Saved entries
-- -- --

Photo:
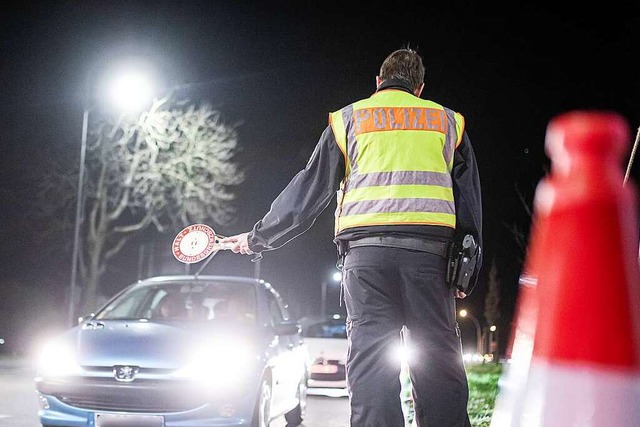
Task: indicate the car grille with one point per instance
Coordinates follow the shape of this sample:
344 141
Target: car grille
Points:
137 396
319 371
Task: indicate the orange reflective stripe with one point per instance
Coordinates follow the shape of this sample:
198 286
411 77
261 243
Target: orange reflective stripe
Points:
399 118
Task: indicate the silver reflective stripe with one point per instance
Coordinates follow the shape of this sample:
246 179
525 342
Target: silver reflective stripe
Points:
352 148
452 136
401 178
398 205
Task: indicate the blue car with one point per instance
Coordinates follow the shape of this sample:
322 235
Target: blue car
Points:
178 351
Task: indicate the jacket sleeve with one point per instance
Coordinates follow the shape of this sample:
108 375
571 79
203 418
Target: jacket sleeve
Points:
305 197
468 198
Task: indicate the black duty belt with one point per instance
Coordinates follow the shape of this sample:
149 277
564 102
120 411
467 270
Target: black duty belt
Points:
413 243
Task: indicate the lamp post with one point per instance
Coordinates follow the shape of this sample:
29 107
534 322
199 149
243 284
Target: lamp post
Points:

-- -- --

Could the data above be repeated exactly, with every picture dropped?

## Worked solution
Photo:
Task: indicate the car grille with one point per instance
Coordinates follow the shape of this sample:
344 141
Target: car grille
Points:
137 396
319 371
Task: indicate the orange reflective stripe with one point per instance
Coordinates follow the shape of this sample:
198 286
411 77
261 243
Target: orange reflective stripe
Points:
399 118
Task: indicate the silver reflective stripe with one point per instance
Coordinates follow the shape of this sample:
246 179
525 342
Target: silver reflective stripe
Points:
352 148
452 136
401 178
398 205
Task: indicate the blue car with one point per instance
Coordinates follow the shape of this sample:
322 235
Target: blue car
Points:
178 351
Task: indicate the jacket sleeve with one point per instance
Coordinates follow the shape of this sample:
108 375
571 79
203 418
Target: jacket sleeve
Points:
305 197
468 198
Task: indicate the black duty belt with one point per instance
Coordinates follow the shape of this sample:
149 277
564 102
120 411
467 270
Target: black duty belt
Points:
413 243
Task: indicate the lamp post with one point per instance
Coordinates follow the shape of this sample:
29 107
534 322
199 149
243 284
Target: lamp post
Points:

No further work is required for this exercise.